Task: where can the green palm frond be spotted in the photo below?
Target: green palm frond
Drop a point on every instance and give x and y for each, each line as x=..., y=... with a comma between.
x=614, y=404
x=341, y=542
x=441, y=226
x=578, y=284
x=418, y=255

* _INSTRUCTIONS TO FOLLOW_: Reproduce every line of the records, requests included, but offset each x and y coordinate value in the answers by +147.

* _RESULT OF THE EXERCISE_:
Task: where can the green palm frond be spotted in the photo below?
Target: green palm frond
Drop a point on every instance and give x and y for each, each line as x=..., y=... with a comma between.
x=761, y=551
x=488, y=689
x=588, y=373
x=725, y=431
x=565, y=402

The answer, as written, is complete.